-- Start Given information --

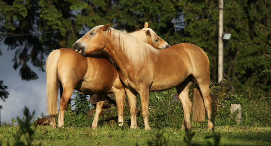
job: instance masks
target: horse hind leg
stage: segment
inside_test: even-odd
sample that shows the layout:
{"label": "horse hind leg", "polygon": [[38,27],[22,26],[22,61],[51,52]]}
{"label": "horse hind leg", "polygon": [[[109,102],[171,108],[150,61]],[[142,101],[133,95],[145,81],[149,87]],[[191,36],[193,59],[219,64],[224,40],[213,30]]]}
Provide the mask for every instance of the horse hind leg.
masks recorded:
{"label": "horse hind leg", "polygon": [[98,126],[98,119],[100,114],[101,112],[104,103],[104,100],[106,98],[106,94],[98,94],[97,95],[97,103],[96,104],[96,109],[95,112],[95,116],[92,122],[91,127],[94,129],[97,129]]}
{"label": "horse hind leg", "polygon": [[125,88],[127,94],[129,105],[130,106],[130,113],[131,115],[131,126],[130,129],[138,129],[136,123],[136,95],[137,93],[135,91],[131,90]]}
{"label": "horse hind leg", "polygon": [[208,118],[208,128],[212,129],[214,128],[214,125],[213,122],[212,113],[212,100],[209,92],[209,82],[205,84],[201,83],[200,82],[199,82],[198,86],[203,99],[205,109],[207,111]]}
{"label": "horse hind leg", "polygon": [[118,108],[118,122],[119,126],[123,125],[123,104],[125,99],[125,91],[123,87],[120,89],[114,90],[114,94],[116,96],[116,100]]}
{"label": "horse hind leg", "polygon": [[184,112],[182,129],[190,129],[191,128],[190,119],[192,104],[189,99],[188,92],[190,87],[193,84],[193,82],[190,81],[187,84],[182,84],[176,87],[178,96],[182,102]]}
{"label": "horse hind leg", "polygon": [[64,115],[65,108],[68,101],[70,98],[74,87],[64,86],[63,93],[59,101],[59,114],[58,116],[58,127],[60,127],[64,125]]}

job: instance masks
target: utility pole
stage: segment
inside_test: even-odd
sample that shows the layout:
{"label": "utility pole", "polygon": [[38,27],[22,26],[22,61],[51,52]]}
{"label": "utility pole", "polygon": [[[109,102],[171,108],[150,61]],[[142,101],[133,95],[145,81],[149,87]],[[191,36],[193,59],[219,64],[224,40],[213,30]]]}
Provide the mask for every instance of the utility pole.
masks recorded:
{"label": "utility pole", "polygon": [[223,78],[223,0],[219,0],[218,20],[218,82]]}

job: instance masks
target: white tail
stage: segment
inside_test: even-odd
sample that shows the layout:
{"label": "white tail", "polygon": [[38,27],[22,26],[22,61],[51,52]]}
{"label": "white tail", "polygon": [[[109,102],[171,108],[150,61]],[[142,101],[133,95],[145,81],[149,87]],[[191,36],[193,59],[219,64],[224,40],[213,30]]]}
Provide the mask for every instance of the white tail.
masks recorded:
{"label": "white tail", "polygon": [[57,113],[59,87],[58,64],[60,56],[60,50],[53,51],[48,56],[45,65],[47,112],[50,115],[55,116]]}

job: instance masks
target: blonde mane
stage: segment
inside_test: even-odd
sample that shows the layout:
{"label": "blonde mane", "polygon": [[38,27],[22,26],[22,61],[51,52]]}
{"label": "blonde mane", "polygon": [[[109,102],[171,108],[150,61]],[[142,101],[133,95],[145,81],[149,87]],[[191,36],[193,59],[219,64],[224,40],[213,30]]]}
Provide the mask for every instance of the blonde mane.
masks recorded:
{"label": "blonde mane", "polygon": [[140,30],[131,33],[129,33],[129,34],[137,38],[139,40],[145,43],[148,43],[148,37],[146,34],[146,32],[145,30],[142,29]]}
{"label": "blonde mane", "polygon": [[114,39],[118,47],[120,46],[121,50],[134,67],[144,64],[146,58],[151,54],[158,53],[158,50],[130,35],[125,30],[111,28],[106,31],[111,31],[111,39]]}
{"label": "blonde mane", "polygon": [[[89,31],[93,31],[93,33],[95,33],[99,28],[103,26],[97,26]],[[156,33],[151,29],[149,29],[151,32],[151,36],[152,36],[152,40],[155,41],[154,34]],[[120,46],[122,51],[125,53],[130,62],[136,67],[144,63],[146,59],[151,54],[157,54],[159,53],[158,50],[147,43],[148,38],[145,31],[145,30],[138,31],[132,33],[133,36],[138,37],[140,40],[132,36],[131,33],[128,33],[124,30],[119,30],[112,27],[105,31],[104,36],[106,37],[108,33],[111,32],[111,41],[114,40],[117,44],[117,47]],[[146,37],[145,39],[144,39],[144,36]],[[140,40],[143,41],[144,40],[146,40],[146,43],[142,42]]]}

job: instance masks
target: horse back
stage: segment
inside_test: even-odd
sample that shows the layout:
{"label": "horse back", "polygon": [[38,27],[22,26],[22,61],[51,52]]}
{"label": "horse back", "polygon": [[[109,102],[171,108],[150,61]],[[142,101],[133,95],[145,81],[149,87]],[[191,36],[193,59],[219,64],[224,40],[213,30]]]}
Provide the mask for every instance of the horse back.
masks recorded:
{"label": "horse back", "polygon": [[106,54],[86,57],[71,48],[60,49],[58,72],[62,84],[74,86],[83,92],[98,94],[112,93],[114,84],[121,84],[117,81],[117,72]]}

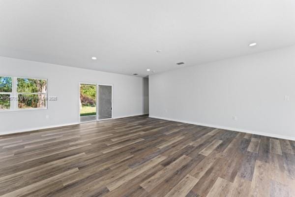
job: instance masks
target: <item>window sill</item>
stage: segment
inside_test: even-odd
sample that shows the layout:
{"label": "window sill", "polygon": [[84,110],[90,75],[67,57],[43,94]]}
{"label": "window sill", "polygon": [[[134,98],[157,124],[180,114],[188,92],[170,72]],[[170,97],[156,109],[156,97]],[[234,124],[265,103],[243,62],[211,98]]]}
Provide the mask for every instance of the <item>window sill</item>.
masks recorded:
{"label": "window sill", "polygon": [[0,110],[0,113],[1,112],[8,112],[10,111],[34,111],[34,110],[44,110],[48,109],[47,108],[29,108],[29,109],[4,109]]}

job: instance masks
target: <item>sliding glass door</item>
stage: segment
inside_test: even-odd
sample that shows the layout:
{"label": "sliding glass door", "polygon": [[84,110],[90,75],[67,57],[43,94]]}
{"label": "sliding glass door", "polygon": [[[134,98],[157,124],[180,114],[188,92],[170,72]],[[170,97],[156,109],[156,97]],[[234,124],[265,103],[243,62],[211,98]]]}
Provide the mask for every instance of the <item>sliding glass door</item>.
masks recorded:
{"label": "sliding glass door", "polygon": [[80,83],[80,122],[113,118],[113,85]]}
{"label": "sliding glass door", "polygon": [[80,121],[96,120],[96,84],[80,84]]}

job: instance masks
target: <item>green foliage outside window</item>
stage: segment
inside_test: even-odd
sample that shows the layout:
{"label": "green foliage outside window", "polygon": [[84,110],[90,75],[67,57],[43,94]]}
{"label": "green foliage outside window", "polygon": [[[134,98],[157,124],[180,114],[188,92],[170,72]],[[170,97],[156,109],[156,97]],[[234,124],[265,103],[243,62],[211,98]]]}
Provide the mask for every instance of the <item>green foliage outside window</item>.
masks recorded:
{"label": "green foliage outside window", "polygon": [[10,108],[10,95],[0,94],[0,110]]}
{"label": "green foliage outside window", "polygon": [[46,92],[46,80],[18,78],[17,92],[45,93]]}
{"label": "green foliage outside window", "polygon": [[0,92],[12,92],[12,78],[0,76]]}

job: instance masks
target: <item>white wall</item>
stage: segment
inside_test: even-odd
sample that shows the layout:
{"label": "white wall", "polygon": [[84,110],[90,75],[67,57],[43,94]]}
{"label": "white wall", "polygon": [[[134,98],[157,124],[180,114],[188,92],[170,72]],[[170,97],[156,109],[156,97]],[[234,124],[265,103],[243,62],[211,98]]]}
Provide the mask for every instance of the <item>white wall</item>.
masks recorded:
{"label": "white wall", "polygon": [[113,84],[115,118],[144,113],[142,78],[1,57],[0,75],[48,79],[58,97],[46,110],[0,112],[0,135],[78,123],[79,82]]}
{"label": "white wall", "polygon": [[149,115],[295,139],[295,46],[150,75]]}

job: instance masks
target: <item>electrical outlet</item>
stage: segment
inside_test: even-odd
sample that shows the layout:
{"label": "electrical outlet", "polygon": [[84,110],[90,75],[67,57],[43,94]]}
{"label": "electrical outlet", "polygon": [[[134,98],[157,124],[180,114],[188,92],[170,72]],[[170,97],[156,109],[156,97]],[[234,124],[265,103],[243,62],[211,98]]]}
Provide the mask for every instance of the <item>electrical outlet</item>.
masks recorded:
{"label": "electrical outlet", "polygon": [[289,101],[290,100],[290,97],[289,95],[285,95],[285,100]]}

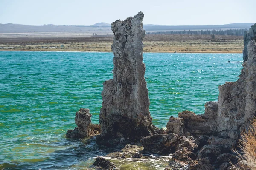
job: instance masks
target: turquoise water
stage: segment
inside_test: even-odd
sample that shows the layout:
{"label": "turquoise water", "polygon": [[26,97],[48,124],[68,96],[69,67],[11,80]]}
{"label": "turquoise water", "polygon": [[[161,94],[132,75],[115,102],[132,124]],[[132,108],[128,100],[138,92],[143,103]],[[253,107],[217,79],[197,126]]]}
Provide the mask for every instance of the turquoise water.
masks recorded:
{"label": "turquoise water", "polygon": [[[218,86],[238,78],[241,54],[144,53],[153,123],[204,112]],[[66,139],[76,112],[88,108],[97,123],[102,83],[113,77],[110,53],[0,51],[0,169],[79,169],[105,150]],[[231,63],[227,63],[230,60]],[[1,165],[1,164],[2,164]]]}

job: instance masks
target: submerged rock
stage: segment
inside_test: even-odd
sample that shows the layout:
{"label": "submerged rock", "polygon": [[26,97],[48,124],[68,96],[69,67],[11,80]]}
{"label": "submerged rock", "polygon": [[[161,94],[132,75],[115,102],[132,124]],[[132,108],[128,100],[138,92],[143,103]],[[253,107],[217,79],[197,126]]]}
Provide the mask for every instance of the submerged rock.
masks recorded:
{"label": "submerged rock", "polygon": [[103,83],[98,143],[115,146],[139,141],[157,129],[149,112],[145,66],[142,62],[143,17],[140,12],[134,17],[112,23],[113,78]]}
{"label": "submerged rock", "polygon": [[141,153],[139,153],[137,152],[132,156],[132,157],[134,158],[141,158],[142,157],[142,154]]}
{"label": "submerged rock", "polygon": [[66,134],[67,138],[79,139],[96,136],[100,133],[100,126],[91,123],[92,115],[89,109],[81,108],[76,113],[75,122],[77,125],[73,130],[69,130]]}
{"label": "submerged rock", "polygon": [[247,32],[244,36],[244,47],[243,50],[243,59],[244,61],[247,61],[248,58],[248,50],[247,45],[249,42],[255,38],[256,35],[256,23],[251,26],[249,29],[249,32]]}
{"label": "submerged rock", "polygon": [[140,140],[144,147],[143,153],[174,153],[177,144],[179,136],[171,133],[167,135],[153,135],[144,137]]}
{"label": "submerged rock", "polygon": [[189,163],[186,170],[213,170],[214,167],[209,157],[204,158]]}
{"label": "submerged rock", "polygon": [[96,159],[96,160],[93,163],[93,166],[99,167],[105,169],[113,169],[116,167],[113,163],[109,160],[106,160],[104,158],[98,157]]}

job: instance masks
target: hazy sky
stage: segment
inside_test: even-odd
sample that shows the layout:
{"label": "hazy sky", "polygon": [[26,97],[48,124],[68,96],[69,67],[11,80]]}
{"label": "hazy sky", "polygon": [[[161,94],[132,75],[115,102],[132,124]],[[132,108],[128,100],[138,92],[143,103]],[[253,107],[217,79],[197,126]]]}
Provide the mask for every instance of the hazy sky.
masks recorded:
{"label": "hazy sky", "polygon": [[255,23],[256,0],[0,0],[0,23],[92,25],[141,11],[144,24]]}

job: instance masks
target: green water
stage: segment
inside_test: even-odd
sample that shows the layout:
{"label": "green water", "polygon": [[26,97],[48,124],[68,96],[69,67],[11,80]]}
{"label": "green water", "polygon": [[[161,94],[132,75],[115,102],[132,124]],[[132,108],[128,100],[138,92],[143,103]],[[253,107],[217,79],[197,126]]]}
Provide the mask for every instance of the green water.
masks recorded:
{"label": "green water", "polygon": [[[242,55],[145,53],[153,123],[189,110],[203,113],[218,86],[238,79]],[[75,114],[99,121],[102,83],[113,77],[110,53],[0,51],[0,169],[85,168],[106,150],[66,139]],[[231,63],[227,63],[230,60]]]}

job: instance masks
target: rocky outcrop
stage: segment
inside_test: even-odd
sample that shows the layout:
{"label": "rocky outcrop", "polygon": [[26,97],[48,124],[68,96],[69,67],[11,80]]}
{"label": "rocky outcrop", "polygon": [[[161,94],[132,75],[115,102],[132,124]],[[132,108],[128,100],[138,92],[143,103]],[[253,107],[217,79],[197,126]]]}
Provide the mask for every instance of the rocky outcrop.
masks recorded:
{"label": "rocky outcrop", "polygon": [[255,38],[256,35],[256,23],[251,26],[251,28],[249,29],[249,31],[245,33],[244,36],[244,47],[243,50],[243,59],[244,61],[247,61],[248,58],[248,51],[247,45],[249,42],[253,38]]}
{"label": "rocky outcrop", "polygon": [[142,62],[143,17],[140,12],[134,17],[112,23],[113,78],[103,83],[98,143],[113,145],[138,141],[157,129],[152,124],[145,66]]}
{"label": "rocky outcrop", "polygon": [[219,109],[217,131],[224,137],[239,139],[241,130],[246,129],[256,116],[256,45],[247,45],[248,59],[243,64],[239,79],[219,87]]}
{"label": "rocky outcrop", "polygon": [[73,130],[69,130],[66,134],[67,138],[79,139],[99,135],[100,126],[91,123],[92,115],[90,110],[81,108],[76,113],[75,122],[77,125]]}
{"label": "rocky outcrop", "polygon": [[100,167],[100,169],[111,170],[116,167],[116,165],[113,163],[102,157],[97,158],[93,165]]}
{"label": "rocky outcrop", "polygon": [[141,144],[143,153],[174,153],[177,145],[179,136],[177,134],[153,135],[142,138]]}
{"label": "rocky outcrop", "polygon": [[239,79],[219,87],[218,102],[207,102],[203,115],[185,110],[179,113],[178,118],[171,117],[168,133],[185,136],[215,135],[221,138],[221,141],[217,139],[211,140],[212,142],[230,148],[235,144],[241,130],[247,128],[256,116],[255,41],[249,42],[247,48],[248,60],[243,64]]}
{"label": "rocky outcrop", "polygon": [[[180,141],[179,147],[173,144],[176,147],[172,156],[188,163],[186,170],[249,169],[246,164],[238,163],[237,156],[230,151],[236,146],[241,130],[248,128],[256,116],[255,41],[249,42],[247,47],[248,59],[243,64],[239,79],[219,87],[218,102],[207,102],[204,114],[185,110],[178,118],[169,120],[167,133],[183,136],[177,139],[177,143]],[[190,135],[204,136],[194,139]],[[197,153],[193,144],[198,146]],[[195,154],[197,157],[193,159]]]}
{"label": "rocky outcrop", "polygon": [[185,110],[179,113],[178,118],[171,117],[166,126],[167,133],[197,137],[216,133],[218,102],[208,102],[204,107],[205,112],[203,115],[196,115],[190,111]]}

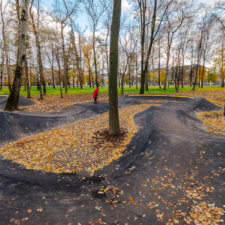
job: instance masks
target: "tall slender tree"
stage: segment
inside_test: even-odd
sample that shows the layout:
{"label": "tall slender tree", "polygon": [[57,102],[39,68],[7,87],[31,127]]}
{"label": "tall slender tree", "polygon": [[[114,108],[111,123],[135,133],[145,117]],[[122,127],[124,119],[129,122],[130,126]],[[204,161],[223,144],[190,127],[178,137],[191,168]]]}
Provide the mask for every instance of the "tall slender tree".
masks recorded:
{"label": "tall slender tree", "polygon": [[109,58],[109,134],[119,135],[118,112],[118,39],[120,31],[121,0],[114,0],[113,17],[110,34],[110,58]]}
{"label": "tall slender tree", "polygon": [[[19,5],[19,0],[16,1]],[[18,57],[16,63],[16,71],[13,82],[12,91],[7,100],[5,110],[12,111],[18,109],[19,105],[19,93],[22,79],[23,64],[26,60],[26,33],[27,33],[27,10],[29,0],[22,1],[22,10],[20,15],[20,35],[18,41]]]}

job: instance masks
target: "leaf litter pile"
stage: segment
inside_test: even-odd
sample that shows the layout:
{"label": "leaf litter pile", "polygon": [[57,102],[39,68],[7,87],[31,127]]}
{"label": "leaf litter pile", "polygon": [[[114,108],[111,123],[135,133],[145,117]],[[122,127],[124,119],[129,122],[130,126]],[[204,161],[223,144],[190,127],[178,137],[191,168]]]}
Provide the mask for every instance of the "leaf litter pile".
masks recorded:
{"label": "leaf litter pile", "polygon": [[[39,96],[33,96],[32,100],[36,103],[31,106],[21,106],[19,109],[26,112],[57,112],[77,103],[93,101],[90,94],[66,94],[61,98],[59,95],[45,95],[44,100]],[[107,94],[101,93],[100,101],[107,102]]]}
{"label": "leaf litter pile", "polygon": [[27,169],[92,174],[123,155],[138,130],[134,115],[148,107],[144,104],[120,109],[122,134],[115,138],[107,134],[108,113],[104,113],[12,142],[0,148],[0,153]]}
{"label": "leaf litter pile", "polygon": [[206,130],[225,135],[225,117],[223,111],[200,112],[197,113],[198,119],[202,120]]}

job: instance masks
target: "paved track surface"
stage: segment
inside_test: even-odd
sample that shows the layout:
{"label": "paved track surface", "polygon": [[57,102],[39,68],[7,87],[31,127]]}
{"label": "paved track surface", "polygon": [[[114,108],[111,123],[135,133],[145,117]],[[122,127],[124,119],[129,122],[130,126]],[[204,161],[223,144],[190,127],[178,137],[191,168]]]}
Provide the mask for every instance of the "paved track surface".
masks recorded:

-- End Given information --

▸ **What you need to do**: Return each line of the records in which the string "utility" appears.

▸ **Answer for the task**:
target: utility pole
{"label": "utility pole", "polygon": [[38,27],[22,26],[22,61],[51,52]]}
{"label": "utility pole", "polygon": [[[109,102],[171,108],[150,61]],[[142,101],[133,95],[145,81],[149,87]],[[191,36],[193,59],[219,64],[224,40],[213,30]]]}
Provide the mask for every instance of the utility pole.
{"label": "utility pole", "polygon": [[223,78],[223,0],[219,0],[218,20],[218,82]]}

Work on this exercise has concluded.